* [Written request]: Reproduce verbatim every line from the one that includes "Expected output: for each instance of the blurred" to the closing line of the entries; omit everything before it.

━━━ Data provided ━━━

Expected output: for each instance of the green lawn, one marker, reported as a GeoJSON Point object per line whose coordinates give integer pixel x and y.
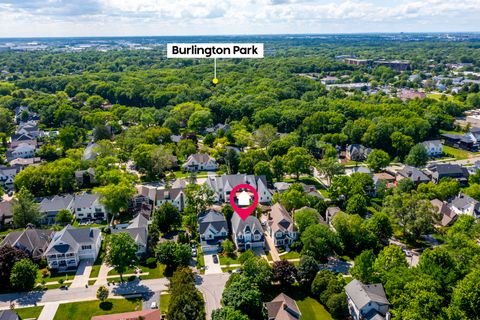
{"type": "Point", "coordinates": [30, 312]}
{"type": "Point", "coordinates": [311, 309]}
{"type": "Point", "coordinates": [164, 301]}
{"type": "Point", "coordinates": [290, 255]}
{"type": "Point", "coordinates": [456, 153]}
{"type": "Point", "coordinates": [228, 260]}
{"type": "Point", "coordinates": [88, 309]}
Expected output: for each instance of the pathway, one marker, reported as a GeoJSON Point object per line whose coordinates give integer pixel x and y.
{"type": "Point", "coordinates": [48, 311]}
{"type": "Point", "coordinates": [83, 274]}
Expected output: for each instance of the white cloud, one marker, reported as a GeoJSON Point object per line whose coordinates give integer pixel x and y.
{"type": "Point", "coordinates": [162, 17]}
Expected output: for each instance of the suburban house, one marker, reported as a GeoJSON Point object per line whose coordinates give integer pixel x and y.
{"type": "Point", "coordinates": [444, 170]}
{"type": "Point", "coordinates": [71, 245]}
{"type": "Point", "coordinates": [464, 204]}
{"type": "Point", "coordinates": [282, 307]}
{"type": "Point", "coordinates": [138, 230]}
{"type": "Point", "coordinates": [213, 229]}
{"type": "Point", "coordinates": [52, 205]}
{"type": "Point", "coordinates": [6, 212]}
{"type": "Point", "coordinates": [33, 241]}
{"type": "Point", "coordinates": [412, 173]}
{"type": "Point", "coordinates": [200, 162]}
{"type": "Point", "coordinates": [330, 214]}
{"type": "Point", "coordinates": [357, 152]}
{"type": "Point", "coordinates": [247, 234]}
{"type": "Point", "coordinates": [434, 148]}
{"type": "Point", "coordinates": [149, 314]}
{"type": "Point", "coordinates": [280, 226]}
{"type": "Point", "coordinates": [88, 206]}
{"type": "Point", "coordinates": [367, 302]}
{"type": "Point", "coordinates": [222, 185]}
{"type": "Point", "coordinates": [448, 216]}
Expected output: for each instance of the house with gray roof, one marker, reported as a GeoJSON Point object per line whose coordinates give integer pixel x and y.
{"type": "Point", "coordinates": [88, 206]}
{"type": "Point", "coordinates": [33, 241]}
{"type": "Point", "coordinates": [138, 230]}
{"type": "Point", "coordinates": [464, 204]}
{"type": "Point", "coordinates": [52, 205]}
{"type": "Point", "coordinates": [282, 307]}
{"type": "Point", "coordinates": [248, 233]}
{"type": "Point", "coordinates": [69, 246]}
{"type": "Point", "coordinates": [367, 302]}
{"type": "Point", "coordinates": [213, 229]}
{"type": "Point", "coordinates": [280, 226]}
{"type": "Point", "coordinates": [222, 185]}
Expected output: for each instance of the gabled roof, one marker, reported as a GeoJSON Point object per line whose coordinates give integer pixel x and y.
{"type": "Point", "coordinates": [69, 239]}
{"type": "Point", "coordinates": [56, 203]}
{"type": "Point", "coordinates": [280, 219]}
{"type": "Point", "coordinates": [33, 241]}
{"type": "Point", "coordinates": [282, 307]}
{"type": "Point", "coordinates": [362, 294]}
{"type": "Point", "coordinates": [211, 218]}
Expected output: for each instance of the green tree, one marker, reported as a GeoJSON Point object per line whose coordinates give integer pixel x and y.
{"type": "Point", "coordinates": [25, 209]}
{"type": "Point", "coordinates": [417, 156]}
{"type": "Point", "coordinates": [24, 274]}
{"type": "Point", "coordinates": [121, 253]}
{"type": "Point", "coordinates": [377, 160]}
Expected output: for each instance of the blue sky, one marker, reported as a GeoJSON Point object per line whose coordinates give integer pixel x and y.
{"type": "Point", "coordinates": [25, 18]}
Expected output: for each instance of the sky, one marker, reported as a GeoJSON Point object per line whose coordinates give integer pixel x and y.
{"type": "Point", "coordinates": [63, 18]}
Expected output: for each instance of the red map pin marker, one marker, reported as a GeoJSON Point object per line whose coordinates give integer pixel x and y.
{"type": "Point", "coordinates": [246, 211]}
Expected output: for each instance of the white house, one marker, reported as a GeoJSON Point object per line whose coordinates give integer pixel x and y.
{"type": "Point", "coordinates": [280, 226]}
{"type": "Point", "coordinates": [434, 147]}
{"type": "Point", "coordinates": [464, 204]}
{"type": "Point", "coordinates": [222, 185]}
{"type": "Point", "coordinates": [367, 302]}
{"type": "Point", "coordinates": [248, 233]}
{"type": "Point", "coordinates": [200, 162]}
{"type": "Point", "coordinates": [88, 206]}
{"type": "Point", "coordinates": [71, 245]}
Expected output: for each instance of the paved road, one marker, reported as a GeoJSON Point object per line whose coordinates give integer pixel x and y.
{"type": "Point", "coordinates": [211, 286]}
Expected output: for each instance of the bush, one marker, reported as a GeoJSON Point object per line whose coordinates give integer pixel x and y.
{"type": "Point", "coordinates": [151, 262]}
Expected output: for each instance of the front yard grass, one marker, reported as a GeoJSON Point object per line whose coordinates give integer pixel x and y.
{"type": "Point", "coordinates": [88, 309]}
{"type": "Point", "coordinates": [29, 312]}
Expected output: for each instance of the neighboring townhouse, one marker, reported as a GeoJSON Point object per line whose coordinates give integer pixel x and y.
{"type": "Point", "coordinates": [52, 205]}
{"type": "Point", "coordinates": [415, 175]}
{"type": "Point", "coordinates": [248, 233]}
{"type": "Point", "coordinates": [88, 206]}
{"type": "Point", "coordinates": [138, 230]}
{"type": "Point", "coordinates": [367, 302]}
{"type": "Point", "coordinates": [71, 245]}
{"type": "Point", "coordinates": [464, 204]}
{"type": "Point", "coordinates": [454, 171]}
{"type": "Point", "coordinates": [6, 213]}
{"type": "Point", "coordinates": [282, 307]}
{"type": "Point", "coordinates": [33, 241]}
{"type": "Point", "coordinates": [213, 229]}
{"type": "Point", "coordinates": [280, 226]}
{"type": "Point", "coordinates": [357, 152]}
{"type": "Point", "coordinates": [448, 216]}
{"type": "Point", "coordinates": [8, 174]}
{"type": "Point", "coordinates": [200, 162]}
{"type": "Point", "coordinates": [222, 185]}
{"type": "Point", "coordinates": [434, 148]}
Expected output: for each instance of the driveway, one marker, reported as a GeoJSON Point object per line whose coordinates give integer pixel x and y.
{"type": "Point", "coordinates": [210, 267]}
{"type": "Point", "coordinates": [83, 274]}
{"type": "Point", "coordinates": [211, 286]}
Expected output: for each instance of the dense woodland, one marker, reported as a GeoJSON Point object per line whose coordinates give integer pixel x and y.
{"type": "Point", "coordinates": [283, 123]}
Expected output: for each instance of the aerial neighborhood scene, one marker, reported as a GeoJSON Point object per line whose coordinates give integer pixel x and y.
{"type": "Point", "coordinates": [265, 160]}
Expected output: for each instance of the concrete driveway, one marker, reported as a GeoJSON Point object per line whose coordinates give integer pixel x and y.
{"type": "Point", "coordinates": [83, 274]}
{"type": "Point", "coordinates": [210, 267]}
{"type": "Point", "coordinates": [211, 286]}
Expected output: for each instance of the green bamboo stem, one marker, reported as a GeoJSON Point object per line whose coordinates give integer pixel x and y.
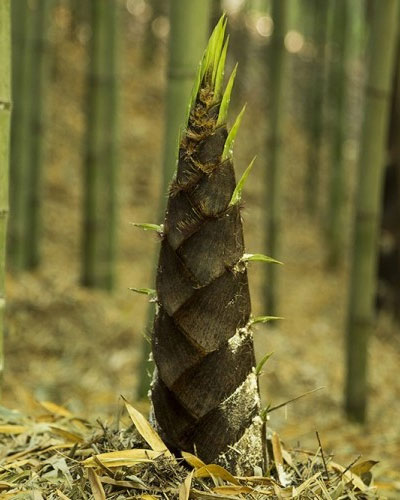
{"type": "Point", "coordinates": [189, 31]}
{"type": "Point", "coordinates": [151, 42]}
{"type": "Point", "coordinates": [339, 118]}
{"type": "Point", "coordinates": [23, 67]}
{"type": "Point", "coordinates": [39, 49]}
{"type": "Point", "coordinates": [27, 144]}
{"type": "Point", "coordinates": [280, 15]}
{"type": "Point", "coordinates": [382, 45]}
{"type": "Point", "coordinates": [5, 118]}
{"type": "Point", "coordinates": [316, 99]}
{"type": "Point", "coordinates": [100, 203]}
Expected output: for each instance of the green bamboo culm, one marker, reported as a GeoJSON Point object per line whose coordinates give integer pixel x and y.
{"type": "Point", "coordinates": [316, 105]}
{"type": "Point", "coordinates": [205, 391]}
{"type": "Point", "coordinates": [339, 119]}
{"type": "Point", "coordinates": [5, 119]}
{"type": "Point", "coordinates": [189, 23]}
{"type": "Point", "coordinates": [382, 44]}
{"type": "Point", "coordinates": [101, 162]}
{"type": "Point", "coordinates": [275, 164]}
{"type": "Point", "coordinates": [30, 76]}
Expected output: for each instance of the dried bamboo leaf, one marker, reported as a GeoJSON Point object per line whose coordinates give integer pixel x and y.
{"type": "Point", "coordinates": [184, 489]}
{"type": "Point", "coordinates": [123, 458]}
{"type": "Point", "coordinates": [13, 429]}
{"type": "Point", "coordinates": [298, 490]}
{"type": "Point", "coordinates": [232, 490]}
{"type": "Point", "coordinates": [137, 485]}
{"type": "Point", "coordinates": [62, 496]}
{"type": "Point", "coordinates": [192, 460]}
{"type": "Point", "coordinates": [277, 451]}
{"type": "Point", "coordinates": [70, 436]}
{"type": "Point", "coordinates": [350, 476]}
{"type": "Point", "coordinates": [95, 484]}
{"type": "Point", "coordinates": [214, 470]}
{"type": "Point", "coordinates": [146, 430]}
{"type": "Point", "coordinates": [55, 409]}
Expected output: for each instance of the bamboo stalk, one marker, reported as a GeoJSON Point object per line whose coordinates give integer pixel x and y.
{"type": "Point", "coordinates": [23, 67]}
{"type": "Point", "coordinates": [30, 21]}
{"type": "Point", "coordinates": [316, 99]}
{"type": "Point", "coordinates": [189, 30]}
{"type": "Point", "coordinates": [368, 203]}
{"type": "Point", "coordinates": [205, 389]}
{"type": "Point", "coordinates": [5, 119]}
{"type": "Point", "coordinates": [338, 87]}
{"type": "Point", "coordinates": [189, 23]}
{"type": "Point", "coordinates": [100, 201]}
{"type": "Point", "coordinates": [275, 164]}
{"type": "Point", "coordinates": [39, 53]}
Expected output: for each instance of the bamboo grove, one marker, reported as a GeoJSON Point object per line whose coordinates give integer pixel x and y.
{"type": "Point", "coordinates": [298, 63]}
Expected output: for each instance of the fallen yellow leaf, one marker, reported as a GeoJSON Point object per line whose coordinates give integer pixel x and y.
{"type": "Point", "coordinates": [123, 458]}
{"type": "Point", "coordinates": [216, 471]}
{"type": "Point", "coordinates": [146, 430]}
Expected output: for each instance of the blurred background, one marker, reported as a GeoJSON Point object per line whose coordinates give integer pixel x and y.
{"type": "Point", "coordinates": [100, 88]}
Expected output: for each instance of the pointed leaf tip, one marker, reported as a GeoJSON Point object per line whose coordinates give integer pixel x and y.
{"type": "Point", "coordinates": [219, 78]}
{"type": "Point", "coordinates": [237, 193]}
{"type": "Point", "coordinates": [226, 98]}
{"type": "Point", "coordinates": [230, 140]}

━━━

* [Result of the exercise]:
Expected output: for each instance of the blurred background, one marker, reported as a GeoJSON Point object per line whose coordinates give integer pixel x and y.
{"type": "Point", "coordinates": [100, 88]}
Expected output: for each instance of the pointed leaf tip, one marker, reported as a GeoJSON Point object per line whose coordinates give integer pixel x and y.
{"type": "Point", "coordinates": [219, 78]}
{"type": "Point", "coordinates": [237, 193]}
{"type": "Point", "coordinates": [226, 98]}
{"type": "Point", "coordinates": [230, 140]}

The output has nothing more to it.